Читать книгу From Disarmament to Rearmament - Sheldon A. Goldberg - Страница 8

Оглавление

Foreword

The North Atlantic Treaty Organization (NATO) is fast approaching its seventieth anniversary and one may conclude that the alliance is showing its age. What started as a Cold War organization aimed at deterring the Soviet Union, first by demonstrating political resolve and then, in the wake of the Korean War, by creating more potent armed forces, has far outgrown its original geographic and strategic dimensions. NATO is now an almost all-European coalition that ties the continent to North America (and vice versa) and even acts far outside of its own territory (for example, in Afghanistan). NATO is facing challenges from Russia in Eastern Europe and could well get drawn into the vortex of Middle East conflicts. In the United States, politicians have repeatedly questioned the purpose of an alliance in which the United States outspends all other members. Today is thus a particularly important moment in time for Dr. Sheldon Goldberg to present a book that invites us to reconsider the foundations of the transatlantic alliance, so that we can weigh its less obvious strengths against its evident problems.

When NATO was founded in 1949, West Germany was not a member, France was the most important American ally on the European continent, and the alliance had no military command structures and very little by way of armed force. Just four months after the original twelve members signed the North Atlantic Treaty in Washington, the Soviets broke the Americans’ monopoly on atomic weapons and in short succession China fell to Communism and war broke out in Korea. Whatever NATO was supposed to be, it was no longer sufficient in 1950, and leaders of the alliance readily agreed to install General Dwight Eisenhower as the first supreme allied commander, Europe. They built a headquarters in France as well as regional ones in Norway and Italy, and armed themselves for World War III or, better, the deterrence thereof. In that context, as the United States ramped up its direct investment from just one to six combat divisions in southwestern Germany, and with French and British forces distracted by wars of empire in Southeast Asia, it became clear that a realistic defense posture and credible deterrent could only be attained with a West German army.

This evolutionary, albeit sometimes stumbling process of building an alliance marked a departure from peacetime policies of the United States that had largely adhered to the advice of the Founding Fathers and avoided entangling alliances. Until World War II, Americans had been safely ensconced on the North American continent and in the Western Hemisphere, protected by the expanses of two oceans. With the advent of new enemies and long-range bombers, that sense of security vanished and the advent of atomic weapons made outright military preparedness necessary. The new strategic environment required the United States to project power across those oceans east and west. Containment of Communism and the Soviet Union became the new strategic objective and the NATO alliance one of its means. Sheldon Goldberg’s book tells an important piece of that larger story.

§ §

■ Goal: According to the NATO foreword, who became the first supreme allied commander, Europe? The lines after this sentence are separate from the NATO foreword.

■ Material provided:
§ §

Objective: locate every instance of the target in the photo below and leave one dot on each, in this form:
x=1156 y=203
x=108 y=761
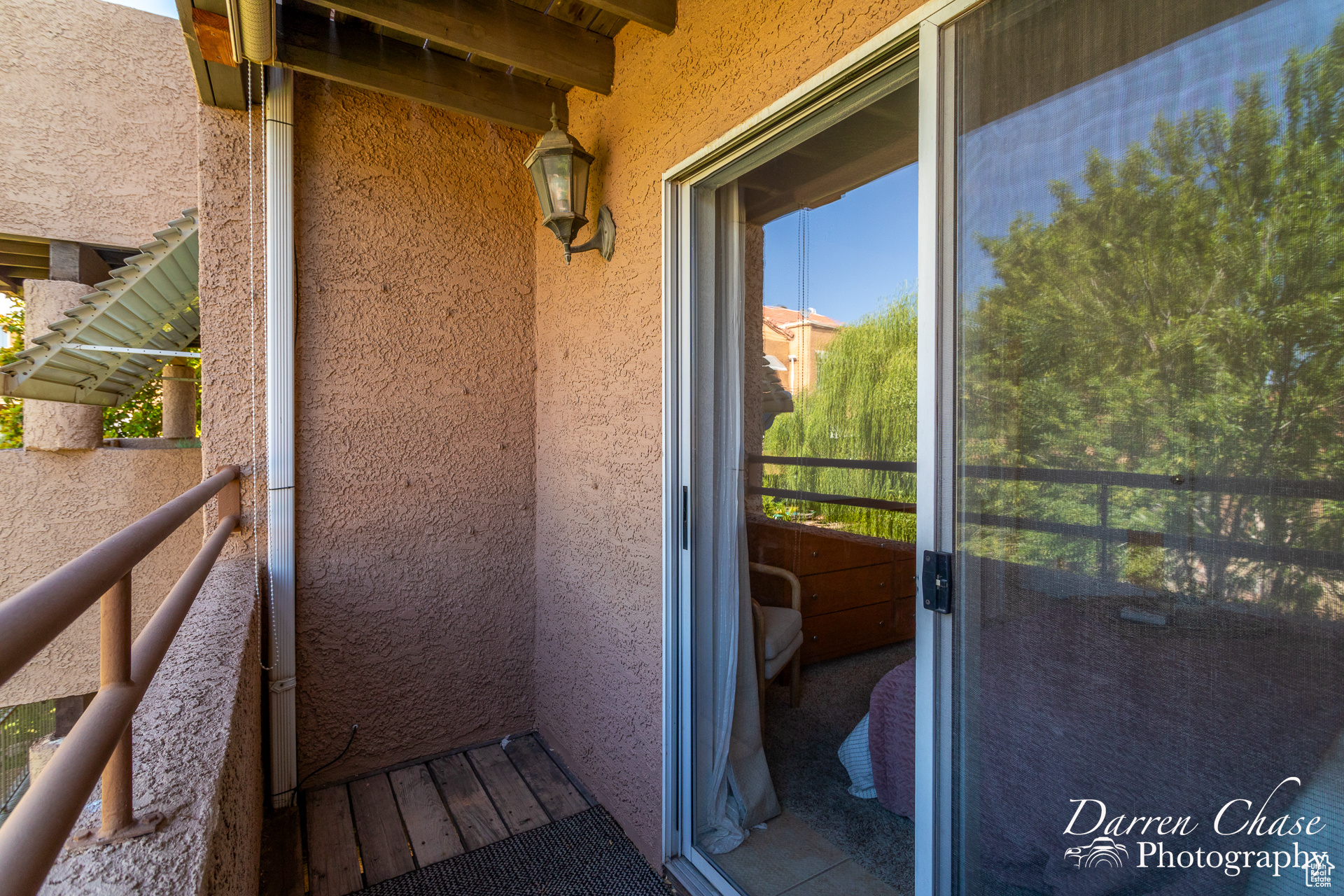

§ §

■ Solved problem: General Dwight Eisenhower.